▸ Texto extraído
--------------------------------------------------
Já no início de fevereiro, Roberto de Carvalho publicou uma fotografia na sua conta no Instagram em que se via Rita com os cabelos curtos por conta da quimioterapia. Ela mesma também fez uma postagem recente: foi na semana do carnaval, com uma foto em que aparece com as unhas pintadas sobre a legenda: “Em clima de folia.”

FAMÍLIA DE MENINAS SUPERPODEROSAS

Nascida em São Paulo, num 31 de dezembro, a poucas horas de terminar o ano de 1947, Rita era filha do dentista Charles Fenley Jones, membro de uma família de imigrantes do Sul dos Estados Unidos, e da pianista Romilda Pádua Jones. Em seu livro “Rita Lee: Uma Autobiografia”, publicado pela Globo Livros, ela descreve a infância feliz numa casa em que o pai, sério, severo, carinhoso, mas algo distante, destoava da maior parte da população: todas eram mulheres com personalidades variadíssimas, sendo Rita a caçula das três irmãs. 

Os dotes artísticos, diretamente herdados da mãe, ganharam um toque que só a sempre rebelde Rita poderia ter dado. O instrumento que ela decidiu estudar, aos 15 anos, era tudo menos comum para uma menina dos anos 1960: a bateria. Era o começo de uma estrada que não poderia derivar em outra coisa, senão no sucesso na música. 

Em 1966, fundou com os irmãos Arnaldo e Sérgio Batista uma das bandas mais influentes da história do rock brasileiro, Os Mutantes. No ano seguinte, acompanhando o já famoso Gilberto Gil na apresentação da música “Domingo no Parque”, segundo lugar no III Festival da Música Popular Brasileira, veio o estouro. Em 1968, foi a vez de subirem ao palco com Caetano Veloso na apresentação de “É Proibido Proibir”, no Festival Internacional da Canção (FIC). 

Nesse mesmo ano, ela e os companheiros de banda assinaram seu primeiro contrato com uma gravadora, a Polidor, para lançar o seminal “Os Mutantes”. A carreira da jovem banda foi intensa mas durou relativamente pouco. Em 1970, pouco depois de os companheiros de grupo participarem como músicos do primeiro disco solo de Rita, “Build Up”, foi anunciada a separação. 

A sequência de discos que ela lançou na fase posterior aos Mutantes, ao longo da década de 1970, como “Hoje é o Primeiro Dia do Resto da Sua Vida” (1972), “Atrás do Porto Tem Uma Cidade” (1974) e “Fruto Proibido” (1975), foi o cimento sobre o qual começava a se construir o mito. Os dois últimos álbuns foram parcerias com a banda Tutti Frutti. E, em “Fruto”, além da faixa-título, Rita encadeou hits como “Ovelha Negra”, “Agora Só Falta Você”, “Dançar Pra Não Dançar” e “Esse Tal de Roque Enrow”. Foi um estouro e vendeu mais de 700 mil cópias nos primeiros meses de comercialização. Em 2007, a revista Rolling Stone elegeu o disco o 16º melhor já lançado no Brasil.
--------------------------------------------------
▸ Segmento de dados
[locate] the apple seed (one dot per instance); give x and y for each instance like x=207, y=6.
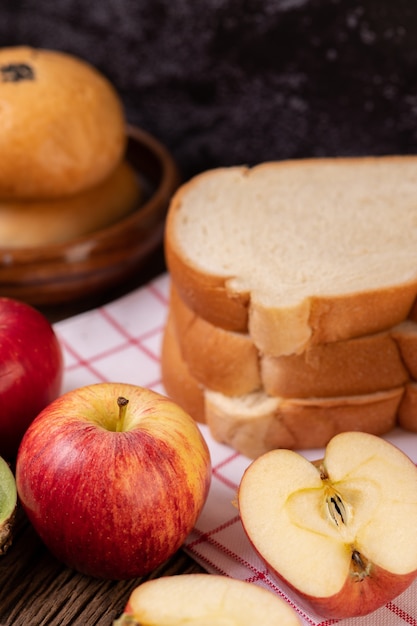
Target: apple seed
x=361, y=569
x=336, y=507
--------------------------------------------------
▸ Instruções do exercício
Retome o texto sobre Rita Lee e dê continuidade a ele a partir da última frase apresentada. A listagem não tem nenhuma relação com o texto sobre Rita Lee.

▸ Resultado final
UMA PARCERIA QUE MUDARIA TUDO

Em 1977, ela conheceu Carvalho. E o que veio a seguir foi o início de uma das mais profícuas colaborações do pop brasileiro — gênero que Rita abraçou e ajudou a moldar ao longo da década de 1980. A sucessão de hits que os dois lançaram juntos — “Miss Brasil 2000”, “Mania de Você”, “Chega Mais”, “Doce Vampiro”, “Baila Comigo”, “Lança Perfume”, “Nem Luxo Nem Lixo”, “Banho de Espuma”, “Flagra”, “Cor de Rosa Choque”, “Bwana”, “Pega Rapaz”, “Perto do Fogo”, entre tantíssimas outras — fala por si. 

Com uma mistura de ritmos e um caldeirão de influências que faz jus à diversidade paulistana, a big mama do rock elevou o gênero a outro nível, ajudando a tirá-lo do underground, abrasileirando-o e fundindo-o ao pop de um jeito único. Santa Rita de Sampa fez o milagre da multiplicação do rock e, sobretudo, das roqueiras brasileiras, que surfaram suas ondas e desfilaram por avenidas abertas por ela.

Mas nem tudo foi fácil. Rita enfrentou barras pesadas logo no início de sua carreira, principalmente por dois fatores: ser uma mulher no mundo predominantemente masculino do rock e ousar defender a liberdade durante a ditadura militar. Foi presa em 1976, para servir de exemplo a outras como ela. Afinal, uma mulher livre e dona do seu nariz, cantando o que bem entendia, era um grande perigo para os militares.

Rita e Roberto no sítio dos dois no interior de São Paulo, em foto sem data

NA DITADURA, PRISÃO, PERSEGUIÇÃO E CENSURA

Na época em que passou alguns dias presa e foi condenada a um ano de prisão domiciliar, ela estava grávida de Beto Lee, seu primeiro filho com Roberto de Carvalho, e teve a ajuda inesperada de outra grande da música brasileira.

“Fiquei grávida e fui presa. Foi um carma louco. A primeira vez que engravidei na vida fui presa inocentemente. Naquela época dos festivais da Record, Mutantes, Tropicalismo, Elis (Regina) passava pela gente virando a cara. Ela fez parte daquela passeata contra o uso da guitarra elétrica na música brasileira. A última pessoa que eu esperava que fosse me visitar na cadeia era a Elis. (Foi) quando o carcereiro falou ‘oh, ovelha negra, tem uma cantora famosa aí que está rodando a baiana, dizendo que vai chamar a imprensa. Ela quer te ver’”, riu-se Rita, ao relembrar a história durante uma live com o cantor Ronnie Von em 2020.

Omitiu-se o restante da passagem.